> [Stated exercise]
Copy the listing below word for word, every line of it, but leave out the pictures.

> [Information provided]
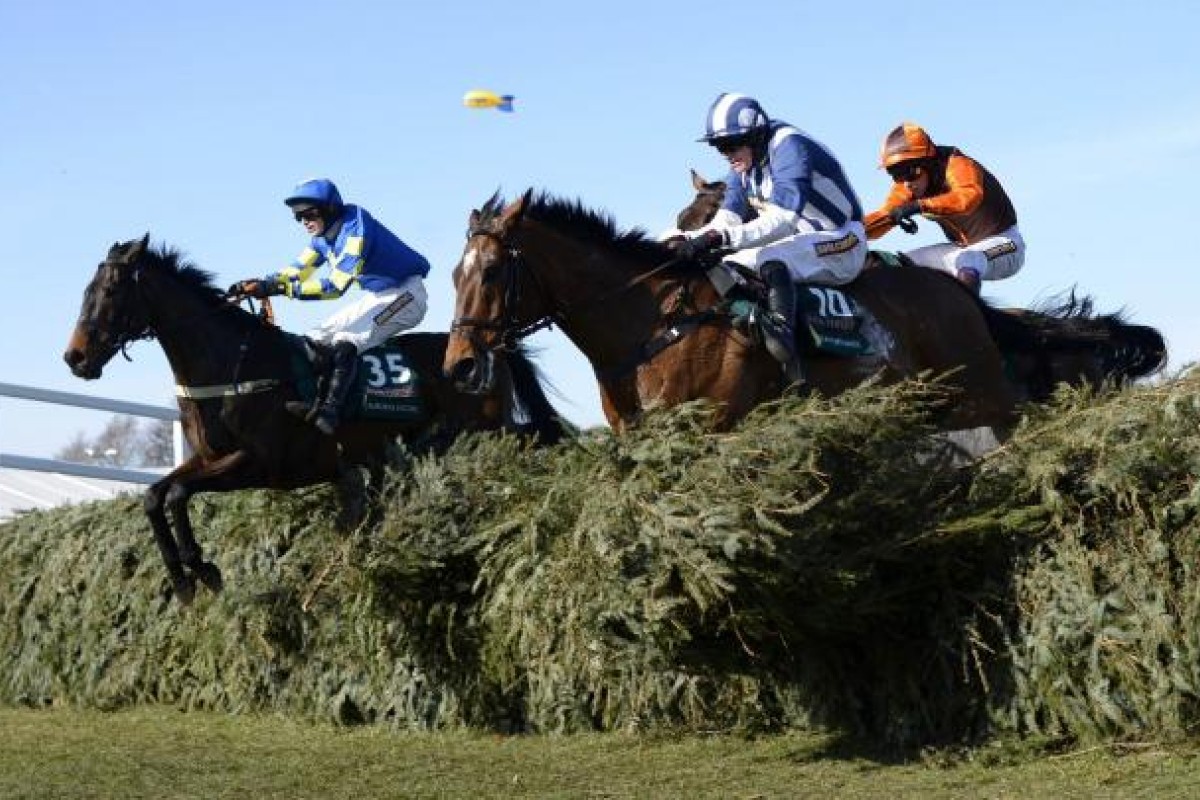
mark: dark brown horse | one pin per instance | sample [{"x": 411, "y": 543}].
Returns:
[
  {"x": 1062, "y": 341},
  {"x": 234, "y": 372},
  {"x": 655, "y": 332}
]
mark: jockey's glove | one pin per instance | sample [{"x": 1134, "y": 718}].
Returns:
[
  {"x": 257, "y": 289},
  {"x": 904, "y": 212},
  {"x": 697, "y": 246}
]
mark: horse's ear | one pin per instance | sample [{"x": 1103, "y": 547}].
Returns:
[
  {"x": 138, "y": 247},
  {"x": 513, "y": 214}
]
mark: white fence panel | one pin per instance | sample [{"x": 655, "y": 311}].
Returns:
[{"x": 70, "y": 480}]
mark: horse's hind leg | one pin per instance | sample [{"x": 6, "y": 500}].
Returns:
[{"x": 153, "y": 503}]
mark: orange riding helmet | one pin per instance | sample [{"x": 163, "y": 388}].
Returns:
[{"x": 907, "y": 142}]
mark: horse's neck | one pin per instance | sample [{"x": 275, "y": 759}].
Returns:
[
  {"x": 601, "y": 313},
  {"x": 202, "y": 343}
]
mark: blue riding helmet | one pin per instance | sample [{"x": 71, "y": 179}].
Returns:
[
  {"x": 733, "y": 116},
  {"x": 317, "y": 192}
]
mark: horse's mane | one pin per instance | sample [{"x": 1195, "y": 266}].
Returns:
[
  {"x": 175, "y": 263},
  {"x": 1072, "y": 314},
  {"x": 573, "y": 218}
]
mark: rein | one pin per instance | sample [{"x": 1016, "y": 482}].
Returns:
[
  {"x": 210, "y": 391},
  {"x": 509, "y": 331}
]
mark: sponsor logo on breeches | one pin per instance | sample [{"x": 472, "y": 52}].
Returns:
[
  {"x": 393, "y": 308},
  {"x": 837, "y": 246},
  {"x": 1002, "y": 248}
]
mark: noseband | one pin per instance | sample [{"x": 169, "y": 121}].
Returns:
[{"x": 510, "y": 331}]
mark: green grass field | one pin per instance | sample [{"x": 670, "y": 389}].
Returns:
[{"x": 160, "y": 752}]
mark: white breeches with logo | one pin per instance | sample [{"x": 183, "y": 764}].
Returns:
[
  {"x": 375, "y": 316},
  {"x": 829, "y": 257},
  {"x": 994, "y": 258}
]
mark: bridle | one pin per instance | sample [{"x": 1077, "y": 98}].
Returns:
[
  {"x": 125, "y": 323},
  {"x": 510, "y": 330}
]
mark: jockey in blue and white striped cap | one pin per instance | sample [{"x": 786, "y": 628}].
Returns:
[
  {"x": 735, "y": 115},
  {"x": 790, "y": 212}
]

> [Correct output]
mark: dark brown horse | one pin per instance | sample [{"x": 411, "y": 543}].
Returns:
[
  {"x": 1062, "y": 341},
  {"x": 234, "y": 372},
  {"x": 655, "y": 332}
]
mark: jockey's glove | one pin per instance | sample [{"x": 1134, "y": 718}].
Returns:
[
  {"x": 257, "y": 289},
  {"x": 904, "y": 212},
  {"x": 697, "y": 246}
]
mark: horse's ear | one pin per instance | sample [{"x": 1103, "y": 547}].
Returns:
[
  {"x": 138, "y": 247},
  {"x": 513, "y": 214}
]
mark: white fence panel | one pin per instance | sample [{"x": 655, "y": 311}].
Returns:
[{"x": 70, "y": 480}]
mark: horse's hind leg | one pin per instance | sample [{"x": 6, "y": 500}].
Returns:
[{"x": 153, "y": 503}]
mark: orange riding helmet | one pin per instance | sample [{"x": 163, "y": 388}].
Returns:
[{"x": 907, "y": 142}]
mark: horse's neck | one pin per instance | sample [{"x": 275, "y": 759}].
Returns:
[
  {"x": 601, "y": 313},
  {"x": 202, "y": 343}
]
mark: blue riding helmet | one pin per instance | sample [{"x": 71, "y": 179}].
Returns:
[
  {"x": 733, "y": 116},
  {"x": 317, "y": 192}
]
mark: horse's mane | one pin per instance | sample [{"x": 1195, "y": 266}].
Returns:
[
  {"x": 175, "y": 263},
  {"x": 1072, "y": 314},
  {"x": 573, "y": 218}
]
mark: rein | one pin per instance | sample [{"x": 1016, "y": 482}].
Returns:
[
  {"x": 210, "y": 391},
  {"x": 509, "y": 331}
]
mark: sponsor logo on breeches | one pin per instance | sample [{"x": 472, "y": 52}].
Returns:
[
  {"x": 393, "y": 308},
  {"x": 837, "y": 246},
  {"x": 1002, "y": 248}
]
mark: noseband | one pin per instance | sample [{"x": 169, "y": 121}].
Returns:
[{"x": 510, "y": 331}]
mark: green grass field | one pin per instance | sample [{"x": 670, "y": 389}].
Returns:
[{"x": 160, "y": 752}]
mark: white breeches with logo | one pin per instance | sample [{"x": 183, "y": 764}].
Returns:
[
  {"x": 375, "y": 316},
  {"x": 829, "y": 257},
  {"x": 994, "y": 258}
]
mark: bridle | one pin per instance | sample [{"x": 1077, "y": 98}].
Returns:
[
  {"x": 125, "y": 323},
  {"x": 510, "y": 330}
]
mark: jockey in blue and white striped cap | one pin per instance | sample [{"x": 786, "y": 628}].
Returns:
[
  {"x": 735, "y": 115},
  {"x": 790, "y": 212}
]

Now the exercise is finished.